- [EXERCISE GOAL]
Rewrite these lines, substituting "one point per instance" for every occurrence of "a point for each instance" and leaving everything else as it is.

Point placement records:
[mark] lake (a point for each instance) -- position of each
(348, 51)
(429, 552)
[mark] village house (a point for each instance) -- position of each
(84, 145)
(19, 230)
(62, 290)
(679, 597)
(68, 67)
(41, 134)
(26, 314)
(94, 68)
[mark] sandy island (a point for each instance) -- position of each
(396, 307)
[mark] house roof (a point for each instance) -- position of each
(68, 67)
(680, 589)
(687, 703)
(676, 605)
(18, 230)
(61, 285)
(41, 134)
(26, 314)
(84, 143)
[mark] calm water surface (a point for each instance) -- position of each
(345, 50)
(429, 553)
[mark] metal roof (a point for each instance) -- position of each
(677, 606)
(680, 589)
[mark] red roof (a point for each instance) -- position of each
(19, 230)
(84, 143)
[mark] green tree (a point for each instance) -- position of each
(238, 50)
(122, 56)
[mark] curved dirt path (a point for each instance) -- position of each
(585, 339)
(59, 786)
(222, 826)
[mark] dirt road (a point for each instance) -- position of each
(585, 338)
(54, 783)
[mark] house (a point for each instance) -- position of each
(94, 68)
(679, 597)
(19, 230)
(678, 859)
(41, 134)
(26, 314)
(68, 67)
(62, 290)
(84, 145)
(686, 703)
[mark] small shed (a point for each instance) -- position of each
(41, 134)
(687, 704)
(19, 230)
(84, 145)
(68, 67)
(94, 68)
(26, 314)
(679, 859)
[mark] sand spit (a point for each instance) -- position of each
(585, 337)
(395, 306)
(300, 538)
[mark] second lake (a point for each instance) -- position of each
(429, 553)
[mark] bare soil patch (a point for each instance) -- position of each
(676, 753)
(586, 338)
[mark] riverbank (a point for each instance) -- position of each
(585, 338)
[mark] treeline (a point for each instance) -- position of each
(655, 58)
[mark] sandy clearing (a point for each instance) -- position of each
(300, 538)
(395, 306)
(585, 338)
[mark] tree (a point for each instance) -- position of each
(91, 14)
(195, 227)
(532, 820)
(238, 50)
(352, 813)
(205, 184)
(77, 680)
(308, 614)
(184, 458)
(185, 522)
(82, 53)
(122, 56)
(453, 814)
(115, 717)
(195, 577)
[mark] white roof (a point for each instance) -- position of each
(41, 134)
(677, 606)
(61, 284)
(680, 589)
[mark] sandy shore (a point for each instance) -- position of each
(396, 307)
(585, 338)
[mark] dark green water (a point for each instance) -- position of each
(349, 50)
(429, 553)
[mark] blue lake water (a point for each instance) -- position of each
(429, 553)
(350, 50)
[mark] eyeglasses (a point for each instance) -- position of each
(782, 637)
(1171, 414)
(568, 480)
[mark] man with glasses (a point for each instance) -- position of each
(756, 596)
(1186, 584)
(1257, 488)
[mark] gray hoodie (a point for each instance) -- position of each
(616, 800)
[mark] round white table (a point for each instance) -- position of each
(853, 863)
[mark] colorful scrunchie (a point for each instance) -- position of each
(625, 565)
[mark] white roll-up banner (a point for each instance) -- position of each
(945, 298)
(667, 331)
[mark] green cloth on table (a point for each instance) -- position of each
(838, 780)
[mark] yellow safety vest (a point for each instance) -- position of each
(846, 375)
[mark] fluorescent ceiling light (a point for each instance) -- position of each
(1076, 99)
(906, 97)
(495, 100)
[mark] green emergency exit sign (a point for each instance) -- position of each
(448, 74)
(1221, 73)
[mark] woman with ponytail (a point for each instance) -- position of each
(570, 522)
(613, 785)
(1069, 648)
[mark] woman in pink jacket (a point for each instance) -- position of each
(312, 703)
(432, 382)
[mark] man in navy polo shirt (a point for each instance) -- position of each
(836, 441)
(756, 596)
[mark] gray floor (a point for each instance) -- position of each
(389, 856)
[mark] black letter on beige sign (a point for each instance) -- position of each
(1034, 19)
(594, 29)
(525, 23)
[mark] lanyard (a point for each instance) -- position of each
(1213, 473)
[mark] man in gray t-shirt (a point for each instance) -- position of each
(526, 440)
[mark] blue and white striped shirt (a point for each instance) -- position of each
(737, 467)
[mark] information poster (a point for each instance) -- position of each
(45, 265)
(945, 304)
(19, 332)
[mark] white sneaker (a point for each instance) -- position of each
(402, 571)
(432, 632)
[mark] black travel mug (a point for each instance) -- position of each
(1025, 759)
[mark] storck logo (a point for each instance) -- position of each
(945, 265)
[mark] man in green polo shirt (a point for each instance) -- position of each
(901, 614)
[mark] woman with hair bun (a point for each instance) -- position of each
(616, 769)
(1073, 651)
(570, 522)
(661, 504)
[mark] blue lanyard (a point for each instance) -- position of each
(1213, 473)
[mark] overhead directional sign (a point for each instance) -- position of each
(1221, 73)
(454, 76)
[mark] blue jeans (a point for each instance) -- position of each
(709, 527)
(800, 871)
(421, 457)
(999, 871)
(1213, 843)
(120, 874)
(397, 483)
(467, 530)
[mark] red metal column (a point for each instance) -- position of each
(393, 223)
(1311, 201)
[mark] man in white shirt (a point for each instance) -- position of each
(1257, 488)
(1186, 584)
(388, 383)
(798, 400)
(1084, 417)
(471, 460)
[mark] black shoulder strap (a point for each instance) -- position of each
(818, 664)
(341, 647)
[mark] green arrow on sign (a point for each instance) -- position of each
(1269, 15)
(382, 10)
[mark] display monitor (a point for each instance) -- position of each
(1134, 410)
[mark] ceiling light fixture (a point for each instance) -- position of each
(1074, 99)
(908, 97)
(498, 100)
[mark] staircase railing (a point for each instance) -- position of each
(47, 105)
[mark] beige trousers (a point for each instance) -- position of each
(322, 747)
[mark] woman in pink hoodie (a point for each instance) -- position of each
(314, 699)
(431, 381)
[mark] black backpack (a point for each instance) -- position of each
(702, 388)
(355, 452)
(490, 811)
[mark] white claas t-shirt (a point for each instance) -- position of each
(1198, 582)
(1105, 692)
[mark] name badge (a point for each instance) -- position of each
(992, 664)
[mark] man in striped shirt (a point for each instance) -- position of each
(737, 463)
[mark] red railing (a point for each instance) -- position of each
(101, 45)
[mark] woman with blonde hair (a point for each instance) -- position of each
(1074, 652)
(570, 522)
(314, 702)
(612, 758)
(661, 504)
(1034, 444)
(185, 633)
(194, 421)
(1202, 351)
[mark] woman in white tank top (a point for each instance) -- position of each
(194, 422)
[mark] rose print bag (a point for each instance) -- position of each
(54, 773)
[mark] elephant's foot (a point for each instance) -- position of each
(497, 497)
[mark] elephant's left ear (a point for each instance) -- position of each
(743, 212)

- [THE RESPONSE]
[mark] lake (one point per instance) -- position of each
(348, 51)
(429, 552)
[mark] village house (one point per instance) -- position of each
(84, 145)
(19, 230)
(62, 290)
(679, 597)
(68, 67)
(41, 134)
(26, 314)
(94, 68)
[mark] sandy island (one point per instance) -- position of each
(396, 307)
[mark] house roof (one point per instance) -- position of each
(68, 67)
(680, 589)
(687, 703)
(676, 605)
(18, 230)
(61, 285)
(41, 134)
(26, 314)
(84, 143)
[mark] calm water surface (one point per instance) -- position of each
(345, 50)
(429, 553)
[mark] metal roof (one point per instance) -- position of each
(677, 606)
(680, 589)
[mark] red roof (one point per instance) -- position of each
(19, 230)
(84, 143)
[mark] green tree (one point per instance) -- position of each
(238, 50)
(122, 56)
[mark] curved dirt path (one point per instance) -- position of each
(585, 339)
(59, 786)
(222, 826)
[mark] dirt road (one point per instance) -- position of each
(585, 338)
(54, 783)
[mark] house (one point per instance) -- position of each
(94, 68)
(679, 597)
(19, 230)
(678, 859)
(41, 134)
(26, 314)
(68, 67)
(62, 290)
(84, 145)
(686, 703)
[mark] small shed (one point per instance) -- position of each
(41, 134)
(687, 704)
(19, 230)
(84, 145)
(68, 67)
(94, 68)
(26, 314)
(679, 859)
[mark] sand spit (one point per instance) -- position of each
(585, 337)
(395, 306)
(300, 538)
[mark] second lake (one point per instance) -- position of each
(429, 553)
[mark] bare soil patch (one point per instance) -- position of each
(676, 753)
(586, 338)
[mark] riverbank (one point per instance) -- position of each
(585, 338)
[mark] treeline (one point per instance) -- position of each
(655, 58)
[mark] sandy clearing (one point per instance) -- position of each
(300, 538)
(395, 306)
(585, 338)
[mark] tree (one point per instance) -- position of each
(91, 14)
(195, 227)
(532, 820)
(238, 50)
(352, 813)
(205, 184)
(77, 680)
(308, 614)
(184, 458)
(185, 522)
(82, 53)
(122, 56)
(453, 814)
(115, 717)
(195, 577)
[mark] white roof (one point per instance) -- position of each
(41, 134)
(677, 606)
(61, 284)
(680, 589)
[mark] sandy shore (one point per instance) -- position of each
(396, 307)
(585, 338)
[mark] dark green water (one point per instance) -- position of each
(349, 50)
(429, 553)
[mark] blue lake water (one point per instance) -- position of each
(429, 553)
(350, 50)
[mark] eyeglasses (one point per instance) -- position of each
(782, 637)
(1171, 414)
(568, 480)
[mark] man with glasses (one point per instance) -- position of each
(756, 596)
(1186, 584)
(1257, 488)
[mark] gray hoodie (one point per instance) -- position of each
(616, 800)
[mark] round white table (one point per instance) -- position of each
(853, 863)
[mark] colorful scrunchie (one point per instance) -- position of each
(625, 565)
[mark] white roll-up banner (one point per instance) -- position of each
(945, 298)
(667, 331)
[mark] green cloth on table (one point per instance) -- position of each
(838, 780)
[mark] yellow safety vest (one point per instance) -- position of each
(846, 375)
[mark] fluorescent ceiling light (one point per instance) -- position of each
(1076, 99)
(906, 97)
(495, 100)
[mark] green emergency exit sign (one point per instance) -- position of each
(448, 74)
(1221, 73)
[mark] woman with ponytail (one point per instance) -- position of each
(570, 522)
(613, 785)
(1069, 648)
[mark] woman in pink jacket (one point per instance) -- position of each
(312, 703)
(432, 382)
[mark] man in navy polo shirt (one point per instance) -- position of each
(836, 441)
(756, 596)
[mark] gray floor (one point per instance) -- position of each
(389, 856)
[mark] black letter on beige sign (one point per instance) -- position of each
(1034, 19)
(594, 29)
(525, 23)
[mark] lanyard (one point per instance) -- position of each
(1213, 473)
[mark] man in gray t-shirt (one point per instance) -- position of each
(526, 440)
[mark] blue and white striped shirt (one point per instance) -- position of each
(737, 467)
[mark] information poster (one point per instance) -- position of each
(45, 265)
(945, 304)
(19, 332)
[mark] white sneaker (one point per instance) -- position of each
(402, 571)
(432, 632)
[mark] black travel mug (one point per instance) -- position of each
(1025, 759)
[mark] storck logo (one point per instance) -- position of each
(945, 265)
[mark] man in green polo shirt (one point per instance) -- position of each
(901, 614)
[mark] woman with hair bun (one point per instance) -- position of each
(616, 769)
(1073, 651)
(570, 522)
(661, 504)
[mark] blue lanyard (one point per instance) -- position of each
(1213, 473)
[mark] overhead directional sign (one point per instance) -- position of each
(1221, 73)
(454, 76)
[mark] blue jeans (one point per instance) -- position of each
(709, 527)
(800, 871)
(421, 457)
(999, 871)
(1213, 843)
(120, 874)
(397, 483)
(467, 530)
[mark] red metal column (one point per instance) -- position of each
(393, 223)
(1311, 201)
[mark] man in white shirt (one point per instance) -- position of each
(1257, 488)
(1186, 584)
(388, 383)
(798, 400)
(1084, 417)
(471, 460)
[mark] black shoulder strap (one point per instance) -- position of each
(818, 664)
(341, 647)
[mark] green arrow on sign (one point per instance) -- position of each
(1269, 15)
(382, 10)
[mark] display monitor (one point per instance) -- position of each
(1134, 410)
[mark] ceiling light fixture (one point per instance) -- position of each
(1074, 99)
(908, 97)
(498, 100)
[mark] staircase railing (one point per instance) -- position of each
(47, 105)
[mark] beige trousers (one point per instance) -- position of each
(322, 747)
[mark] woman in pink hoodie (one point per instance) -- position of each
(314, 699)
(431, 381)
[mark] black backpack (one point per instance) -- position of each
(702, 388)
(355, 452)
(490, 811)
[mark] white claas t-shirt (one point per instance) -- position of each
(1198, 582)
(1105, 692)
[mark] name badge (one point per instance) -- position of each
(992, 664)
[mark] man in striped shirt (one point per instance) -- position of each
(737, 463)
[mark] red railing (one point per instance) -- position of each
(101, 45)
[mark] woman with blonde hair (one point per instance) -- position of each
(1074, 652)
(570, 522)
(314, 702)
(612, 758)
(661, 504)
(1034, 444)
(185, 633)
(194, 421)
(1202, 351)
[mark] woman in white tank top (one point per instance) -- position of each
(194, 422)
[mark] rose print bag (one point per instance) -- position of each
(54, 773)
[mark] elephant's foot (one point per instance) -- position of each
(497, 497)
[mark] elephant's left ear (one point per instance) -- position of each
(743, 212)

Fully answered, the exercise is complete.